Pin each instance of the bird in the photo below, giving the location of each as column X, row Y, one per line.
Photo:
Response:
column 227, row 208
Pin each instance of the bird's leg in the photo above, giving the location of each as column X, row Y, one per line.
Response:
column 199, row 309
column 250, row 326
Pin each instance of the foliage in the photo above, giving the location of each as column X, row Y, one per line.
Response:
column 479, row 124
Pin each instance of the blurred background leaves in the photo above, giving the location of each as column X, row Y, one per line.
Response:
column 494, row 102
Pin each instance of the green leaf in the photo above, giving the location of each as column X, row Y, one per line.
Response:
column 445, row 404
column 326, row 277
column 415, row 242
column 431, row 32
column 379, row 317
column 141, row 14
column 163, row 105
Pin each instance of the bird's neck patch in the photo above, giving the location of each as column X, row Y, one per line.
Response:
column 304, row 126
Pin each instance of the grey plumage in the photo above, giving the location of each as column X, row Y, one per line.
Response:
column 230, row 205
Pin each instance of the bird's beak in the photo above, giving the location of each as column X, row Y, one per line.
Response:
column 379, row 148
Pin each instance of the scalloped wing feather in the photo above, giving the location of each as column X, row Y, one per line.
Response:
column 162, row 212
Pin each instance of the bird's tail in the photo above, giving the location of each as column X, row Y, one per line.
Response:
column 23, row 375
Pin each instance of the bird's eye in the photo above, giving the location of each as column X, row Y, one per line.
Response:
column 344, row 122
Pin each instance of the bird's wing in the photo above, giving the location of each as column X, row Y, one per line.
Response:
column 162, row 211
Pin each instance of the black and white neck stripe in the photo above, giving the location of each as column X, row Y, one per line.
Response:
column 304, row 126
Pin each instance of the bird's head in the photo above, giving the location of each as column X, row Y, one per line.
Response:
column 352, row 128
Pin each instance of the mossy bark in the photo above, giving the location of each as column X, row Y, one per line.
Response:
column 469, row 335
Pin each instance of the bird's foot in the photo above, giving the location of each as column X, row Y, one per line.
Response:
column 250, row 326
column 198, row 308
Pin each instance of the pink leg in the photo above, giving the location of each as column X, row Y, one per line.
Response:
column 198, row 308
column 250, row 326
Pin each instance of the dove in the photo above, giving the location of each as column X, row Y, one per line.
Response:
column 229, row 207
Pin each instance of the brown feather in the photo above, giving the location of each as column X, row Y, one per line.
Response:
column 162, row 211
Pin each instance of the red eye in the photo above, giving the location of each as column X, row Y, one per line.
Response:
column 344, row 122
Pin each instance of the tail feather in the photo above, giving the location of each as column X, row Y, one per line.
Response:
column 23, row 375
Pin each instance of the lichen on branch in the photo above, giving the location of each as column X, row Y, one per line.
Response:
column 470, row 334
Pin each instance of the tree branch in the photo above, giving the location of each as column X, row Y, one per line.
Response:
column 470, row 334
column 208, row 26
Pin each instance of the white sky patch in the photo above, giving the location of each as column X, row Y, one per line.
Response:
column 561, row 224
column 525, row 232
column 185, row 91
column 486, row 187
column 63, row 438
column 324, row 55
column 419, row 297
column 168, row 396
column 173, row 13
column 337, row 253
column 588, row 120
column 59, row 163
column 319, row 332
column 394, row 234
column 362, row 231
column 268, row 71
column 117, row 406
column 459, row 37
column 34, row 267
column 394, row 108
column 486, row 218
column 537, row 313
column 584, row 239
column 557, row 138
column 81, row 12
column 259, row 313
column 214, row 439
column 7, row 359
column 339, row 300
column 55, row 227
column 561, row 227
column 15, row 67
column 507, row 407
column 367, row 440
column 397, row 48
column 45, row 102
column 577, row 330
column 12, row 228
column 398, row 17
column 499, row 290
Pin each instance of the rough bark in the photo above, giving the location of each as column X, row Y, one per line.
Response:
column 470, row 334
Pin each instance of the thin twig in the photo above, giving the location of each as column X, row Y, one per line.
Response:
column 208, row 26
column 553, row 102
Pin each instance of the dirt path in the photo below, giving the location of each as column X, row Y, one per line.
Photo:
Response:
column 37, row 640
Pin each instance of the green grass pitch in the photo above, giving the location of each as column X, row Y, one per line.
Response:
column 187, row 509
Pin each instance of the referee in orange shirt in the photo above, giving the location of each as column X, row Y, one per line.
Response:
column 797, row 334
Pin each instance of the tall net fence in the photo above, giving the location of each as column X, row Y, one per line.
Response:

▸ Exercise
Could you put the lines starting at the one containing "Pin each instance of the dirt" and ending at the one containing "column 187, row 509" into a JSON list of strings, one string per line, with blank lines omitted?

▸ Solution
[
  "Pin each instance of the dirt path in the photo below, giving the location of each as column X, row Y, one per line.",
  "Photo:",
  "Response:",
  "column 37, row 640",
  "Pin each instance of the green grass pitch in the photo above, giving the location of each as column X, row Y, one per line.",
  "Response:",
  "column 187, row 509"
]